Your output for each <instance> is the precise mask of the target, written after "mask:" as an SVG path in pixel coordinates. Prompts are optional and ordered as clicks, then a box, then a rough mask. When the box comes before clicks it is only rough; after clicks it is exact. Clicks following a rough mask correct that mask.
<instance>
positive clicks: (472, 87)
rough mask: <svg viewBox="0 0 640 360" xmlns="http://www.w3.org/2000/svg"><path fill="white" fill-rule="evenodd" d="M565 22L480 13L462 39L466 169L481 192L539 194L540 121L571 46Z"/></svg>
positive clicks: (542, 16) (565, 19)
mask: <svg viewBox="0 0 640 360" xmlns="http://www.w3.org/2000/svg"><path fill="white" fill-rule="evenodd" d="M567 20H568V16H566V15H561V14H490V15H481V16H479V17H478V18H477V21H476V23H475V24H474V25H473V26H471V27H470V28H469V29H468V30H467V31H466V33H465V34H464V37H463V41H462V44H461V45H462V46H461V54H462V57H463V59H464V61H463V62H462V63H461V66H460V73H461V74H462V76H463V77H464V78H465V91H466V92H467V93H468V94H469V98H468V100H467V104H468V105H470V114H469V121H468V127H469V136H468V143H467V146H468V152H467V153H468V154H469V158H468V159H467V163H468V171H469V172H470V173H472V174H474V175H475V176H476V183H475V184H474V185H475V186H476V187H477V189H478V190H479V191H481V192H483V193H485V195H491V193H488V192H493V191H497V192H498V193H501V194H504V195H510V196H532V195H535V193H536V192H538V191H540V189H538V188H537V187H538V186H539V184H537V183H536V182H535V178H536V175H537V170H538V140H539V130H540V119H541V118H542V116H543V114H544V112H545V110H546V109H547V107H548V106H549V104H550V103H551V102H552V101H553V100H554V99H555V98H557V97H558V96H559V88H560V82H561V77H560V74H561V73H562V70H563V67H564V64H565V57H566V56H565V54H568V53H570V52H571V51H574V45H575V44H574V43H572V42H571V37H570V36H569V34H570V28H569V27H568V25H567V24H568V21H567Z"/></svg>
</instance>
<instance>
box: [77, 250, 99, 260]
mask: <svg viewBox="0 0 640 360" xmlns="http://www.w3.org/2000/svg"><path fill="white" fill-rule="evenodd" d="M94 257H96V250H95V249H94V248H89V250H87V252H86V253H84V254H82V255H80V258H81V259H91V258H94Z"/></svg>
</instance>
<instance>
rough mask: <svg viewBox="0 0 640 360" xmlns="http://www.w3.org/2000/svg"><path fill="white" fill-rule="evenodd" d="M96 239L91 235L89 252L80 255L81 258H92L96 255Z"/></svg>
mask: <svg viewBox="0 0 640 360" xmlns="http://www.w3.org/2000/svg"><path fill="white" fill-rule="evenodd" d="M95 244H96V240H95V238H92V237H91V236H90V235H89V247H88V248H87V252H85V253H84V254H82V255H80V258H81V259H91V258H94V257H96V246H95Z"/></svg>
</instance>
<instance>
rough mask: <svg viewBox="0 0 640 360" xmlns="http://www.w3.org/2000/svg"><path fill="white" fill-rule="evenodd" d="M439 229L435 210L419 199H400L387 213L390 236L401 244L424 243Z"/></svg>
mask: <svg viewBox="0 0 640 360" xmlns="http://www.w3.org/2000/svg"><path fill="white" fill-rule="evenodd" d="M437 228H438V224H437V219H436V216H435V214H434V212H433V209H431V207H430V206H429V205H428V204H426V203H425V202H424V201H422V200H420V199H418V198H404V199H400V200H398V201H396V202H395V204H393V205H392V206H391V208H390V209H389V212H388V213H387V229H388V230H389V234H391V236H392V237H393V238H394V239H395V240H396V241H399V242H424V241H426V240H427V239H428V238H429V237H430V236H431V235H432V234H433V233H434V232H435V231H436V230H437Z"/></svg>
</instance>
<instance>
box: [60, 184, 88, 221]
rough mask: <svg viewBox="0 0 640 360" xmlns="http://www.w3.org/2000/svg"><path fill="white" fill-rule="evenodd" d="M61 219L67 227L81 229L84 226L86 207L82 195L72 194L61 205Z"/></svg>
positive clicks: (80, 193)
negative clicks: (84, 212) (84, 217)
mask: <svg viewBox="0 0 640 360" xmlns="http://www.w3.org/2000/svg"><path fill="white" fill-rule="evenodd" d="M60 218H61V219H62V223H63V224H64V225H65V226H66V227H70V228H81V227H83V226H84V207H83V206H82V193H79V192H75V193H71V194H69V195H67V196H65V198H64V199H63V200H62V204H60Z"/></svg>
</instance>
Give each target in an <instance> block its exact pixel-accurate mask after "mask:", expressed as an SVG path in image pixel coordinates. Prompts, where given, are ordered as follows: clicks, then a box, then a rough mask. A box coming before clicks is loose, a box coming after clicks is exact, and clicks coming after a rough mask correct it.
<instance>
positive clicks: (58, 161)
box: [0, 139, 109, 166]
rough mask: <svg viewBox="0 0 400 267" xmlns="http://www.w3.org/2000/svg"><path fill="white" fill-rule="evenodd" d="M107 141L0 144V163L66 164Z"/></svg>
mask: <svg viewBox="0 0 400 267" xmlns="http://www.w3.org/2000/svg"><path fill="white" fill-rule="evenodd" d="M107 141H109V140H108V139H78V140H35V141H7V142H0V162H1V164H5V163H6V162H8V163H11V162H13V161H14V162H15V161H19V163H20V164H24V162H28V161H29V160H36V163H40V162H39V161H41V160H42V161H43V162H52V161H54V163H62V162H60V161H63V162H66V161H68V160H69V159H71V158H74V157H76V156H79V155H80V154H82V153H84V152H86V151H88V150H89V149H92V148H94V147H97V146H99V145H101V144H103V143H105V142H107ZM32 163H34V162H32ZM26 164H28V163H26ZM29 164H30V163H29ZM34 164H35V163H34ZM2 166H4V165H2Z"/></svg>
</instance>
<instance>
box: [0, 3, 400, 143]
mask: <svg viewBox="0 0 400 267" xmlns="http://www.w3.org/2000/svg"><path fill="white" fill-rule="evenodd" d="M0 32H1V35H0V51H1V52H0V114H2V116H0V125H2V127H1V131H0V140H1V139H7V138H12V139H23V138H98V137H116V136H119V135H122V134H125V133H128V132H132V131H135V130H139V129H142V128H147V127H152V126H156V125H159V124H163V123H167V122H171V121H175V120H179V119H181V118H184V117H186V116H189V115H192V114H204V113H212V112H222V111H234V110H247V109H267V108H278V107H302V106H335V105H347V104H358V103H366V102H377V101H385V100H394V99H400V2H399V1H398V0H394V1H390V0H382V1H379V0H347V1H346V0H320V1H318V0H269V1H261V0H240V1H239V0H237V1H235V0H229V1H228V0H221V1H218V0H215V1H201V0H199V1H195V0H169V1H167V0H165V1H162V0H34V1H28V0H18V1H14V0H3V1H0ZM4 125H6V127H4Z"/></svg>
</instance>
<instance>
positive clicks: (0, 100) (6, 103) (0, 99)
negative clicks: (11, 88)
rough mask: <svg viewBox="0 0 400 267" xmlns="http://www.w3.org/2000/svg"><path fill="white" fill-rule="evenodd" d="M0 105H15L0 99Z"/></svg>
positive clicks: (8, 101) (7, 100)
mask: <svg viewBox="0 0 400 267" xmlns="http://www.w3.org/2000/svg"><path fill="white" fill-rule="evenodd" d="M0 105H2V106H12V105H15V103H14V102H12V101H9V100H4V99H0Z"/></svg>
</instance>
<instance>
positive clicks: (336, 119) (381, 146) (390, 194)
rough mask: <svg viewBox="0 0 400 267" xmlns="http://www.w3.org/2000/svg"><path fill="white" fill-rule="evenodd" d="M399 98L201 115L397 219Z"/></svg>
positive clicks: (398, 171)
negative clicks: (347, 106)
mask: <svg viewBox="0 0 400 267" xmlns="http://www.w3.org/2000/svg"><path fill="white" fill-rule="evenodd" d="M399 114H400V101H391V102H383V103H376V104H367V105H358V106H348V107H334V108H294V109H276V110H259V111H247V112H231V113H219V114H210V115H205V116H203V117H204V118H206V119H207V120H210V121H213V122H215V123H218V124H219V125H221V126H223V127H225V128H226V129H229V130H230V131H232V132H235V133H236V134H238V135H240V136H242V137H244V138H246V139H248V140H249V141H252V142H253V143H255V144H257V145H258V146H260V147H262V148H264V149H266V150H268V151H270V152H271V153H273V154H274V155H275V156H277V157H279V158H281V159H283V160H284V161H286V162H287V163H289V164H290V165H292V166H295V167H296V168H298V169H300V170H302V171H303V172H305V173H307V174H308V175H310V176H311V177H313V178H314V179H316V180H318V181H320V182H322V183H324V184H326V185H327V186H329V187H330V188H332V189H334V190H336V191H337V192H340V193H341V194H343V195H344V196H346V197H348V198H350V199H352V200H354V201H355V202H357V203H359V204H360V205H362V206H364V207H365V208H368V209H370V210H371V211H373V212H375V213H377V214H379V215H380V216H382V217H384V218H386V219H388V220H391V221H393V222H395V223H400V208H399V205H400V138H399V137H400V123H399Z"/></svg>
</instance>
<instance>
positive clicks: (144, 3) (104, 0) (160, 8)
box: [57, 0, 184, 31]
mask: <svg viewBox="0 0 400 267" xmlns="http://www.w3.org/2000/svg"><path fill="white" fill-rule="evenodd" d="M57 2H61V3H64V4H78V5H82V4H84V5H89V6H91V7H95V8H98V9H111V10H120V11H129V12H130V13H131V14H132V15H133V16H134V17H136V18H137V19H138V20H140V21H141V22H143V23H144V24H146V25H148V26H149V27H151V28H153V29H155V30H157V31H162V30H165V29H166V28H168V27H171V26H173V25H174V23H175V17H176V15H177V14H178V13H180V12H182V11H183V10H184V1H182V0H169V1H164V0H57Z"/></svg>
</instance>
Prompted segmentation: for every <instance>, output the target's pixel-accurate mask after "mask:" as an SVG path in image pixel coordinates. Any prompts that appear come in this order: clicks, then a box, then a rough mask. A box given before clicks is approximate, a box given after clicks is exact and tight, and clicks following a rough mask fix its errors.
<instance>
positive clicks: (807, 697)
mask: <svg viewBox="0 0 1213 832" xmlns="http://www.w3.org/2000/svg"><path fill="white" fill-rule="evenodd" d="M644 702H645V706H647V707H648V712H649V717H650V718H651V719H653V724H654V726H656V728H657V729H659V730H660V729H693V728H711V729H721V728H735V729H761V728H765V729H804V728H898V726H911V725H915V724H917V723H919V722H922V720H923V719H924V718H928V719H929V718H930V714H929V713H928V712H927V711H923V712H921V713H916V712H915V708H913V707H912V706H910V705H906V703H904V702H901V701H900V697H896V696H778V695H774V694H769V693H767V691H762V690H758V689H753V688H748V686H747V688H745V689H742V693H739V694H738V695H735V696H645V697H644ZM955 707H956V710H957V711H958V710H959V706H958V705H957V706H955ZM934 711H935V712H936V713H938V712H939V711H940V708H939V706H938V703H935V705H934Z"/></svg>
▬▬▬▬▬▬
**ASSIGNMENT:**
Gather every line of the records that contains the word "image" and list those lines in their original order.

**TASK ANSWER:**
Give each target in an <instance> block its exact pixel-accurate mask after "mask:", expressed as an SVG path in image pixel coordinates. Prompts, where given, are ordered as follows: clicks, then a box, then a rough mask. A box coming before clicks is loose, a box coming after clicks is exact, and clicks coming after a rough mask correct it.
Prompted segmentation: for every <instance>, output the target's pixel-accurate mask after "mask:" as an SVG path in image pixel coordinates. Any prompts that appear come in this order: clicks, then a box, then a rough mask. A box given before clicks is approximate, a box given after clicks is exact and tight, and clicks following a rough mask fix its errors.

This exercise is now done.